— EXERCISE REQUIREMENTS —
Would you filter the listing below so that only lines with the word "person" remain?

━━ DATA ━━

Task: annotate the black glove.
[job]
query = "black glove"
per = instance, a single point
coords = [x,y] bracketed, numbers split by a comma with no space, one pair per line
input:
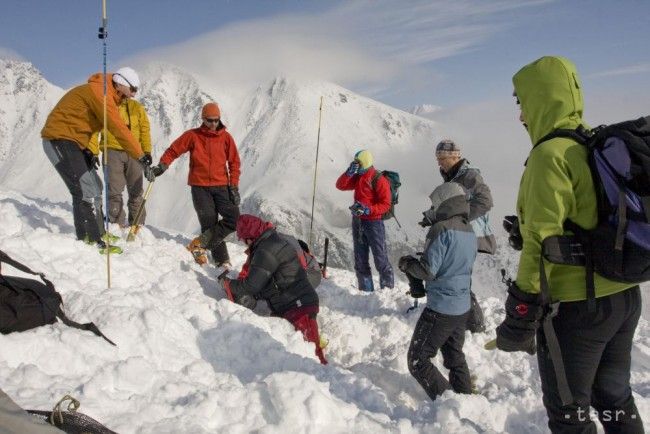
[92,160]
[416,287]
[233,194]
[405,262]
[511,225]
[353,169]
[523,315]
[223,277]
[148,173]
[246,300]
[159,169]
[146,160]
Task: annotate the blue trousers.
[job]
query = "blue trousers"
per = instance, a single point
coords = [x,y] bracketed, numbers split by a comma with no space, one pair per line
[371,235]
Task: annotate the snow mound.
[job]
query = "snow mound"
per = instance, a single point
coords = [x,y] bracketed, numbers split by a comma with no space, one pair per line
[188,360]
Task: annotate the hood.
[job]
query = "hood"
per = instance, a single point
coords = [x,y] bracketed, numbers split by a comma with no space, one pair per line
[98,80]
[550,95]
[202,129]
[456,170]
[447,200]
[251,227]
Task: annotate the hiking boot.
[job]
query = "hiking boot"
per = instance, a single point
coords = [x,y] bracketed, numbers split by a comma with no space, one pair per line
[226,265]
[323,342]
[195,244]
[472,382]
[110,238]
[200,255]
[103,249]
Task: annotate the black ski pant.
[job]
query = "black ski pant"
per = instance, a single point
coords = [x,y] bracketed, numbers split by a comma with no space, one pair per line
[124,171]
[596,350]
[211,203]
[83,183]
[436,331]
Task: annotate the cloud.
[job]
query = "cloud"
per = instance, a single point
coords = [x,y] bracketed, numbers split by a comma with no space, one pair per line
[365,45]
[8,53]
[642,68]
[495,141]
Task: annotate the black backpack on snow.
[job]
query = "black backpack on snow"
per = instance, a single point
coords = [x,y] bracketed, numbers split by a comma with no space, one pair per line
[28,303]
[394,183]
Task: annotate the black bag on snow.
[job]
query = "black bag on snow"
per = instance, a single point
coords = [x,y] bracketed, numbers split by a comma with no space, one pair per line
[28,303]
[475,319]
[619,247]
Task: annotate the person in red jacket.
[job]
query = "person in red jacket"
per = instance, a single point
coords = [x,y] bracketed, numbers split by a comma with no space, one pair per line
[275,272]
[372,198]
[214,179]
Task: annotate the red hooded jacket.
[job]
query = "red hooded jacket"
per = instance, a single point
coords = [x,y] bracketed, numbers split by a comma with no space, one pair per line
[377,199]
[213,155]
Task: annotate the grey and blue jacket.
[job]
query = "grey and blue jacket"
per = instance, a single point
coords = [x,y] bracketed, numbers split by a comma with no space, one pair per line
[449,252]
[480,202]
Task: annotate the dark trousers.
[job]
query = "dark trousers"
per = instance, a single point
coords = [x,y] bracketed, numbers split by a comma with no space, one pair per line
[371,235]
[211,203]
[596,350]
[436,331]
[124,171]
[84,185]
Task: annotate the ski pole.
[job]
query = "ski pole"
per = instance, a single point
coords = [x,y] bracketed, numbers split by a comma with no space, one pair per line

━━━

— EXPECTED ANSWER —
Task: annotate the person in red jacket.
query = "person in red jacket"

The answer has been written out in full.